Exercise details ::
Exactly as written, give again the line with "[point] every instance of the light" and all subsequent lines through the end of the records.

*** Records supplied Section Begins ***

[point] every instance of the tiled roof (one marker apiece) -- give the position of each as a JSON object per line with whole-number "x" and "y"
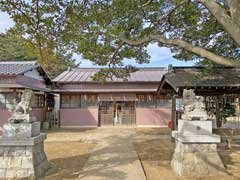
{"x": 85, "y": 75}
{"x": 16, "y": 67}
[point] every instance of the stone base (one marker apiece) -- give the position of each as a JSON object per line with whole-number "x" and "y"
{"x": 21, "y": 130}
{"x": 197, "y": 159}
{"x": 23, "y": 158}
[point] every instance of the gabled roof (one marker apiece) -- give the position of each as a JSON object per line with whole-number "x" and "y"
{"x": 78, "y": 75}
{"x": 13, "y": 68}
{"x": 197, "y": 77}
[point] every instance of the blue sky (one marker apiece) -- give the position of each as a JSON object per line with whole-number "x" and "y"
{"x": 159, "y": 56}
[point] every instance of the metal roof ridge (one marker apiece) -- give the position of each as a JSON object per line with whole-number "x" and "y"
{"x": 18, "y": 62}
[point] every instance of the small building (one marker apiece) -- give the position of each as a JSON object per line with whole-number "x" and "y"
{"x": 16, "y": 76}
{"x": 220, "y": 87}
{"x": 132, "y": 101}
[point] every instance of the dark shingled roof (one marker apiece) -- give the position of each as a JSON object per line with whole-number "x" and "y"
{"x": 191, "y": 77}
{"x": 85, "y": 75}
{"x": 17, "y": 67}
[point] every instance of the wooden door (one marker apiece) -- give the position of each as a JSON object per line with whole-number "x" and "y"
{"x": 106, "y": 113}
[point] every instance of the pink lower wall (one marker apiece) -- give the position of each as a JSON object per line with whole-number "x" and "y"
{"x": 5, "y": 114}
{"x": 153, "y": 116}
{"x": 40, "y": 113}
{"x": 79, "y": 117}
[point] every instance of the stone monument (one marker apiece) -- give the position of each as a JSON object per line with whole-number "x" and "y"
{"x": 21, "y": 145}
{"x": 196, "y": 147}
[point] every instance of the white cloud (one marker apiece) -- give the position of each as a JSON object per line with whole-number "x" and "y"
{"x": 5, "y": 22}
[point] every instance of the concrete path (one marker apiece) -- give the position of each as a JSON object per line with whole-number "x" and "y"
{"x": 114, "y": 157}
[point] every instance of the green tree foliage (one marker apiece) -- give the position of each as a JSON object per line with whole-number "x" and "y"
{"x": 108, "y": 31}
{"x": 14, "y": 48}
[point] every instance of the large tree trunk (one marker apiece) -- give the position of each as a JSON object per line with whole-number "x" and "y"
{"x": 229, "y": 19}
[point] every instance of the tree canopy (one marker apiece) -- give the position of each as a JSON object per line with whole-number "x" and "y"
{"x": 108, "y": 31}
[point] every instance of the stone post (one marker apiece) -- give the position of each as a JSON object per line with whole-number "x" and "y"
{"x": 21, "y": 146}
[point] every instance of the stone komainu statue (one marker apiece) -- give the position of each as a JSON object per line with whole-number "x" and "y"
{"x": 23, "y": 110}
{"x": 194, "y": 107}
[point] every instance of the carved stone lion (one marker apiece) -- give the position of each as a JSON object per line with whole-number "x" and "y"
{"x": 194, "y": 107}
{"x": 23, "y": 110}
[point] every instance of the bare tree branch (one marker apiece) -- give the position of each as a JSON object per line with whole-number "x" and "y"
{"x": 146, "y": 3}
{"x": 185, "y": 45}
{"x": 223, "y": 18}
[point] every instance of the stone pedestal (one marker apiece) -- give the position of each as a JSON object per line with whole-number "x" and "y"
{"x": 21, "y": 130}
{"x": 196, "y": 149}
{"x": 22, "y": 157}
{"x": 22, "y": 151}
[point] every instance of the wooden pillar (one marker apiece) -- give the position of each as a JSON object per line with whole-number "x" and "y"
{"x": 174, "y": 123}
{"x": 218, "y": 116}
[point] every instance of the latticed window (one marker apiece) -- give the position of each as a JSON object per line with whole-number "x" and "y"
{"x": 70, "y": 101}
{"x": 79, "y": 101}
{"x": 89, "y": 101}
{"x": 152, "y": 101}
{"x": 8, "y": 100}
{"x": 38, "y": 101}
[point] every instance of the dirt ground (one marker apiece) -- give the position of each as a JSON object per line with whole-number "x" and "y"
{"x": 156, "y": 157}
{"x": 66, "y": 159}
{"x": 68, "y": 150}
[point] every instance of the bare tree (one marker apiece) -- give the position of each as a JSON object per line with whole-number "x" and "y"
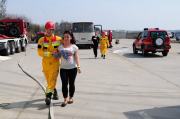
{"x": 3, "y": 8}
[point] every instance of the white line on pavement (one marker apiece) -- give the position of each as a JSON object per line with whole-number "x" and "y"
{"x": 4, "y": 58}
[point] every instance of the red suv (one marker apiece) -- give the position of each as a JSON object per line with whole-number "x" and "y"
{"x": 152, "y": 40}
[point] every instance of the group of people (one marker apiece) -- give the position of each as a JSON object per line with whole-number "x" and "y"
{"x": 104, "y": 44}
{"x": 59, "y": 53}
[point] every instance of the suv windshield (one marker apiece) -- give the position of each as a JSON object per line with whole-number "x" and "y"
{"x": 156, "y": 34}
{"x": 83, "y": 27}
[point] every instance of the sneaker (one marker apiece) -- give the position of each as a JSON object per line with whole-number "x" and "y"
{"x": 48, "y": 98}
{"x": 104, "y": 57}
{"x": 70, "y": 101}
{"x": 55, "y": 95}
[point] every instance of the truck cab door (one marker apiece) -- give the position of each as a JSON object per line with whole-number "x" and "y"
{"x": 98, "y": 28}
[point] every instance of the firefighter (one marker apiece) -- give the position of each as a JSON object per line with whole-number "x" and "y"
{"x": 95, "y": 40}
{"x": 110, "y": 38}
{"x": 47, "y": 46}
{"x": 104, "y": 44}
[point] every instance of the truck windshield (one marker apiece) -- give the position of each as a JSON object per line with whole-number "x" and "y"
{"x": 83, "y": 27}
{"x": 155, "y": 34}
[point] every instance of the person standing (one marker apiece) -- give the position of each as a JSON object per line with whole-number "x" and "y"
{"x": 95, "y": 40}
{"x": 47, "y": 45}
{"x": 104, "y": 44}
{"x": 70, "y": 65}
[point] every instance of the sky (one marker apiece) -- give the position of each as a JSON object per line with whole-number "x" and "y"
{"x": 112, "y": 14}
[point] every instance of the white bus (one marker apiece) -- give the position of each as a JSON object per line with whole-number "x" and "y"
{"x": 83, "y": 32}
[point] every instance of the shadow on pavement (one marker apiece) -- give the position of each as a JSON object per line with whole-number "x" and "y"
{"x": 172, "y": 112}
{"x": 38, "y": 103}
{"x": 149, "y": 55}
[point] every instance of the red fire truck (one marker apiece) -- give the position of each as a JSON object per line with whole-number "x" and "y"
{"x": 13, "y": 36}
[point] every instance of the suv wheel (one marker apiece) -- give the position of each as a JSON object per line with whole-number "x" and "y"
{"x": 165, "y": 53}
{"x": 159, "y": 42}
{"x": 12, "y": 47}
{"x": 134, "y": 50}
{"x": 6, "y": 51}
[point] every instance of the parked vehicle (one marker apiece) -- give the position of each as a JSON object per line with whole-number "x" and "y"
{"x": 83, "y": 32}
{"x": 13, "y": 36}
{"x": 152, "y": 40}
{"x": 177, "y": 36}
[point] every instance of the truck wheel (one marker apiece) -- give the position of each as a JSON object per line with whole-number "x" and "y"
{"x": 144, "y": 53}
{"x": 165, "y": 53}
{"x": 14, "y": 31}
{"x": 12, "y": 47}
{"x": 6, "y": 51}
{"x": 18, "y": 49}
{"x": 134, "y": 50}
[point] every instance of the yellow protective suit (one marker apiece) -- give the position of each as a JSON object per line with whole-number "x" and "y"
{"x": 104, "y": 44}
{"x": 50, "y": 65}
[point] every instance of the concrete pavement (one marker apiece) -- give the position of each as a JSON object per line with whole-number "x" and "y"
{"x": 123, "y": 86}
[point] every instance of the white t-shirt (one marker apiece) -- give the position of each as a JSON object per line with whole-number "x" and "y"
{"x": 68, "y": 56}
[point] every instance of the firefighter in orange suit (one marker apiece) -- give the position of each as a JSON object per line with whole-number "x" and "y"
{"x": 47, "y": 46}
{"x": 104, "y": 44}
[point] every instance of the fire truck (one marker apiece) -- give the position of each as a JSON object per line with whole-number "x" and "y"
{"x": 13, "y": 36}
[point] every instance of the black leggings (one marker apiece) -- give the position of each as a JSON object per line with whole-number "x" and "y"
{"x": 68, "y": 76}
{"x": 95, "y": 50}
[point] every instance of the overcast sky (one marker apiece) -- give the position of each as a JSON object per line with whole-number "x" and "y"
{"x": 112, "y": 14}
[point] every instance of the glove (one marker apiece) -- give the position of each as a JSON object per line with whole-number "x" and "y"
{"x": 47, "y": 54}
{"x": 56, "y": 55}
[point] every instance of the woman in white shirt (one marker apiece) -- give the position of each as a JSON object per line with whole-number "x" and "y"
{"x": 70, "y": 65}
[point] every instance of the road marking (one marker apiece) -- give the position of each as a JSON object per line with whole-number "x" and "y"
{"x": 145, "y": 115}
{"x": 4, "y": 58}
{"x": 122, "y": 50}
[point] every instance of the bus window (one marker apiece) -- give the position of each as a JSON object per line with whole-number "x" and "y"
{"x": 77, "y": 27}
{"x": 88, "y": 27}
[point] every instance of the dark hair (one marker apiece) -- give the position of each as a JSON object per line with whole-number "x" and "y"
{"x": 73, "y": 41}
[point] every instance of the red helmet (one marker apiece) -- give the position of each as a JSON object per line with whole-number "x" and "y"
{"x": 50, "y": 25}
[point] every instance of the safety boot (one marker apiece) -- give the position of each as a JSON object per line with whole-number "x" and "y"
{"x": 48, "y": 98}
{"x": 55, "y": 95}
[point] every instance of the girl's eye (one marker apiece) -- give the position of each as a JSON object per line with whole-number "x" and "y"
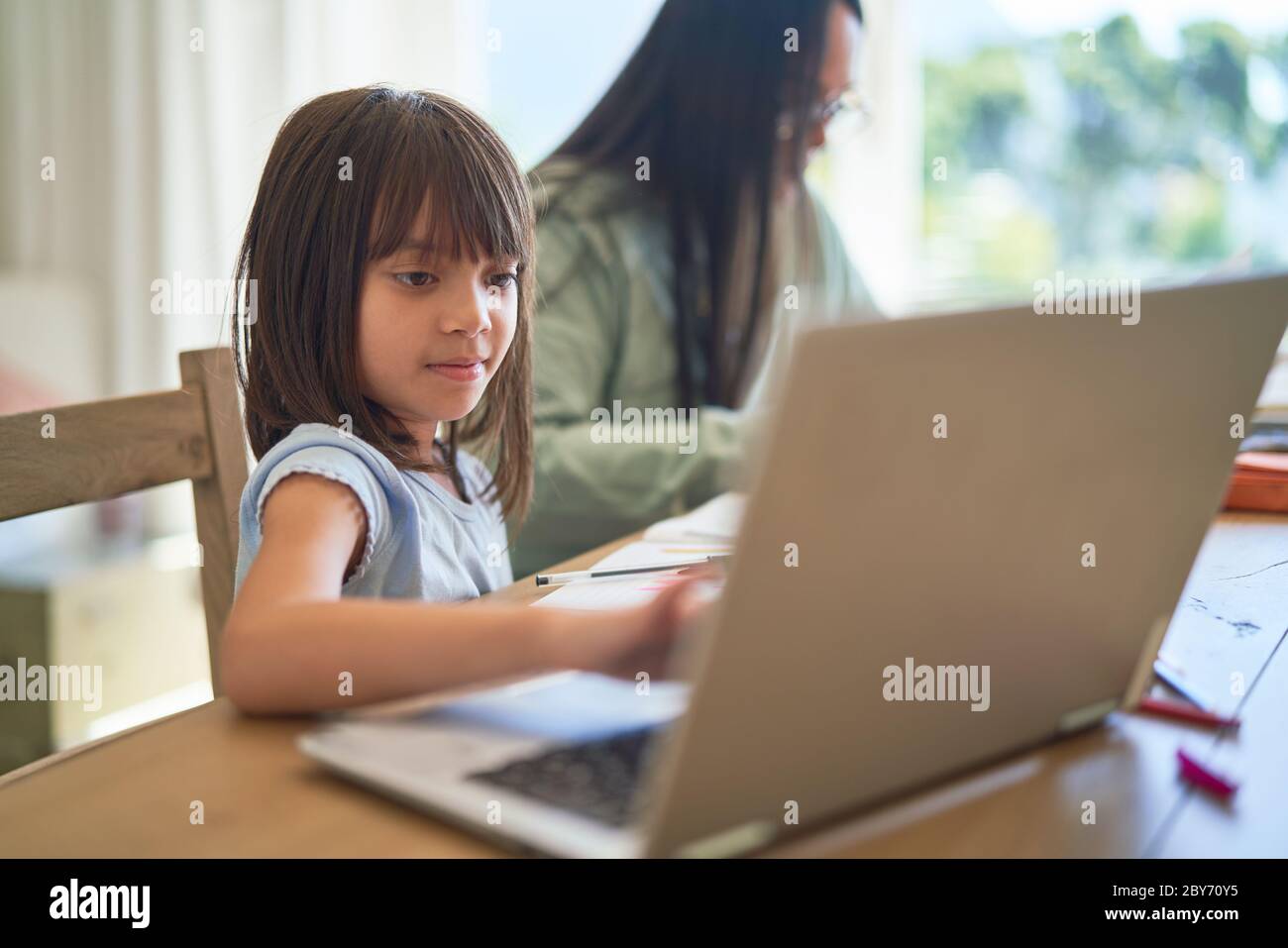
{"x": 413, "y": 278}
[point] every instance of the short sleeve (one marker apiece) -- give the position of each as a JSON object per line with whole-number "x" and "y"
{"x": 346, "y": 464}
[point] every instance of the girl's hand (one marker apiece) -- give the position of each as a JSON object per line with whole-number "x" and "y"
{"x": 625, "y": 642}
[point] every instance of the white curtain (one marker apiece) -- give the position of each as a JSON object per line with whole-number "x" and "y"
{"x": 158, "y": 116}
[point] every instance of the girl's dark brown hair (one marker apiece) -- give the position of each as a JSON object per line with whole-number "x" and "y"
{"x": 346, "y": 180}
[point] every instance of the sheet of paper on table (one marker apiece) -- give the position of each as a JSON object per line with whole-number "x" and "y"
{"x": 716, "y": 520}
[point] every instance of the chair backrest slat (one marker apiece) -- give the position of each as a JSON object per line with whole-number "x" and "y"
{"x": 77, "y": 454}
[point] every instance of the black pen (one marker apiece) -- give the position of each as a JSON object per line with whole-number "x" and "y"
{"x": 555, "y": 579}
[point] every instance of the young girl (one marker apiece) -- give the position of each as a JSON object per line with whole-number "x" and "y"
{"x": 391, "y": 245}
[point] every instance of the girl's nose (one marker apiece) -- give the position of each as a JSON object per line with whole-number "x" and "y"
{"x": 472, "y": 313}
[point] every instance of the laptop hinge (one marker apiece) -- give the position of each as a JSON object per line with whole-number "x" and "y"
{"x": 726, "y": 843}
{"x": 1085, "y": 716}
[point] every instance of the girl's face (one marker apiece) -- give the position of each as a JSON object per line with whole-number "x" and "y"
{"x": 432, "y": 331}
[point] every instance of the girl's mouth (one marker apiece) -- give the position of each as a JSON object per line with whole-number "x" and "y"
{"x": 458, "y": 371}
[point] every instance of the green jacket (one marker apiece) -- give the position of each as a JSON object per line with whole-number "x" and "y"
{"x": 603, "y": 331}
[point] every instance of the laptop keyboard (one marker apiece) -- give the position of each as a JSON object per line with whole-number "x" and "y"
{"x": 596, "y": 779}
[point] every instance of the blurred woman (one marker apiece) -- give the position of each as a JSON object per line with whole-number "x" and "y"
{"x": 677, "y": 245}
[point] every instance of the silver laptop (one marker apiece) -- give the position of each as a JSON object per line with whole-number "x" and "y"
{"x": 966, "y": 539}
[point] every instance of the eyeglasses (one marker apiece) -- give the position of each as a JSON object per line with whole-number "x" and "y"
{"x": 841, "y": 115}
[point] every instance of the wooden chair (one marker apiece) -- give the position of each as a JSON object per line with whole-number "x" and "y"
{"x": 106, "y": 449}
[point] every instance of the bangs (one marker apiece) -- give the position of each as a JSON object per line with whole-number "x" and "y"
{"x": 447, "y": 181}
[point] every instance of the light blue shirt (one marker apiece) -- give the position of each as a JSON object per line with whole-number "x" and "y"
{"x": 421, "y": 541}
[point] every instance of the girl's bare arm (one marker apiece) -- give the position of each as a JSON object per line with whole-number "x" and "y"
{"x": 290, "y": 636}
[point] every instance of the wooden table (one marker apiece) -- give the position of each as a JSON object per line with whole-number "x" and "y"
{"x": 132, "y": 794}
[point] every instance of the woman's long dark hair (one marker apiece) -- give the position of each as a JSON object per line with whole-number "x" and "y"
{"x": 700, "y": 99}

*** Records supplied Section Ends ***

Result of the exercise ::
[point] every instance of the light blue shirt (one marker apiece) -- give the position of each as a JSON object per line with whole-number "x" and "y"
{"x": 421, "y": 541}
[point] every instance of the girl's bare arm (one marker apiece) -- give the position of each as a JSON object per line with whole-number "x" and "y"
{"x": 290, "y": 636}
[point] every instance of the wooden table (one marker apiece) -- give the position of each as a JSON object per line with whole-number "x" and "y"
{"x": 132, "y": 794}
[point] every instance of the woman's long dark hair (one marker apiece) -- give the position of each as a JSON object per line with whole-number "x" and "y"
{"x": 700, "y": 99}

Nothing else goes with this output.